- _Article_:

──────────

Gaga related how her follow-up to the Grammy-nominated 2016 album "Joanne" runs even closer to her roots, and not just her dance-pop beginnings.

The 16-track "Chromatica," which includes chart-topper "Stupid Love," features the 34-year-old’s artistic interpretation of mental health and her personal road to finding self-love.

“I think that the beginning of the album really symbolizes, for me, what I would call the beginning of my journey to healing, and what I would hope would be an inspiration for people that are in need of healing through happiness, through dance... And that’s in what I would call radical acceptance,” she said.

“For example, I know that I have mental issues. I know that they can be sometimes rendering me nonfunctional as a human. But I radically accept that this is real.”

The singer-songwriter said she used this acceptance to move on from turbulent moments of her life, including physical self-harm, hoping to instill the same healthy philosophy among her fans.

“What I can share is that if there is even a tiny spark inside of you that is still alive and beating and saying, 'Hey, I'm okay,' everything else isn't but right over here this part, it's okay, grab it. Grab it and hold onto it and it is possible that if you do, it will light you up in a way that you do not think you can be lit up,” Mother Monster reassured her Little Monsters.

“It will bring you back to life if you believe in yourself. And it's really hard to always believe in yourself but I hope that I can make people feel in some type of way that because I did, maybe they can too.”

Gaga advised those going through similar dysphoria and mental distress to look at their pain as a reason to all the more forgive themselves.

“If you’re listening to this album and you’re suffering in any type of way, just know that that suffering within itself is a sign of your humanity and you are not broken. You are connected to the whole world and we are one giant body. We are one full entity... And the whole you is having a whole human experience and there might be parts of your life that feel completely shallow or robotic or ancillary and unimportant, and that’s okay, but that suffering is a sign that you’re real and it’s a way to ground yourself.”

"Rain on Me," a track released exactly a week before the full-length "Chromatica" album, marks Gaga's first musical collaboration with Ariana Grande, who told Lowe in a separate interview that Gaga did an "incredible job" of "healing herself."

"And she’s just a beautiful person," enthused Ariana.

As for their music video launching tomorrow, Grande said: “I was like, ‘I’ve never dressed like this in my life.' I’m just having the best time.”

──────────

- _Information given_:
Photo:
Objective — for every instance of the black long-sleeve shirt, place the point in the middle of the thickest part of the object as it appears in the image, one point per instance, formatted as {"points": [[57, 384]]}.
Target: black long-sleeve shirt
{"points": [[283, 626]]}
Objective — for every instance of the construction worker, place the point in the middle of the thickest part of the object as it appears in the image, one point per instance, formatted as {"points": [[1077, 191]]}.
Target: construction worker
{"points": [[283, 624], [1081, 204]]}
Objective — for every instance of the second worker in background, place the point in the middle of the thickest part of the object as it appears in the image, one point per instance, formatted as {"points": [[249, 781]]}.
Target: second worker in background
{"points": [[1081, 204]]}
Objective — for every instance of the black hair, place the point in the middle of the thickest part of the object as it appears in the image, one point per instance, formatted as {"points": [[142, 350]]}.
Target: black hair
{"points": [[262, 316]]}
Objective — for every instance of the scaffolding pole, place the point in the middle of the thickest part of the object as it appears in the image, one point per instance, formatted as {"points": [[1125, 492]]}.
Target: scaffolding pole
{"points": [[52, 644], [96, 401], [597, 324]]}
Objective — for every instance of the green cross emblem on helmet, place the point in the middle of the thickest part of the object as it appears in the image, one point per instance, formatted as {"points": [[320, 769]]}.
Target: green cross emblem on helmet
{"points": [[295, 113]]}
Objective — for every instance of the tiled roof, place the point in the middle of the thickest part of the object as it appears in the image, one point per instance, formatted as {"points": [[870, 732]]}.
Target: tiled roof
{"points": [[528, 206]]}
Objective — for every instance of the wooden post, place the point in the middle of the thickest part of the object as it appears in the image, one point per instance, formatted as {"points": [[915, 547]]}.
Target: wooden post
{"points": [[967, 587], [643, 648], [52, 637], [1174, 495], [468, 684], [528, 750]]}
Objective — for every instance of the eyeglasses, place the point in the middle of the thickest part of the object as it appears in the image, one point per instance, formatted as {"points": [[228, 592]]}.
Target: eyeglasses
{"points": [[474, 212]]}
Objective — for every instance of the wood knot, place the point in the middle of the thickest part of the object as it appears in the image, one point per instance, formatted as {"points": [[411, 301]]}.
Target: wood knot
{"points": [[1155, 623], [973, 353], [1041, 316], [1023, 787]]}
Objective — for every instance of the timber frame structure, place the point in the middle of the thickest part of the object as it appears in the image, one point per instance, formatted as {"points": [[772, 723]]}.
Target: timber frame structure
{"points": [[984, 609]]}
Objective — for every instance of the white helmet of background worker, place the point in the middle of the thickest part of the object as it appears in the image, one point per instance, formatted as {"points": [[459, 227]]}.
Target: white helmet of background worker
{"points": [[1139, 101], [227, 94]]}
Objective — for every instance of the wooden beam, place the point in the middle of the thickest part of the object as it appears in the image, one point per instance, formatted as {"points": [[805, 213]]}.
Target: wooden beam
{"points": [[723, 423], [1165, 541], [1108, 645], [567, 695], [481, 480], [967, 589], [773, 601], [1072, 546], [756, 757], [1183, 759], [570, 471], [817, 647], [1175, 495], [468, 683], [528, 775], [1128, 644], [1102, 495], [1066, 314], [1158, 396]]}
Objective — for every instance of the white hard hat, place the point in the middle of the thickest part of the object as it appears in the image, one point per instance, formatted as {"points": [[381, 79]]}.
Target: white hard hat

──────────

- _Required work_:
1. Write out the part of the Chromatica article starting with "The singer-songwriter said" and going on through "philosophy among her fans.".
2. Name every album or song title that the Chromatica article mentions.
3. Answer these from the Chromatica article:
(a) How many tracks are on "Chromatica"?
(b) How long before the full album was "Rain on Me" released?
(c) What age does the article give for Gaga?
The entries are not needed for any of this.

- _Final answers_:
1.
The singer-songwriter said she used this acceptance to move on from turbulent moments of her life, including physical self-harm, hoping to instill the same healthy philosophy among her fans.

2.
"Joanne"
"Chromatica"
"Stupid Love"
"Rain on Me"

3.
(a) 16
(b) Exactly a week
(c) 34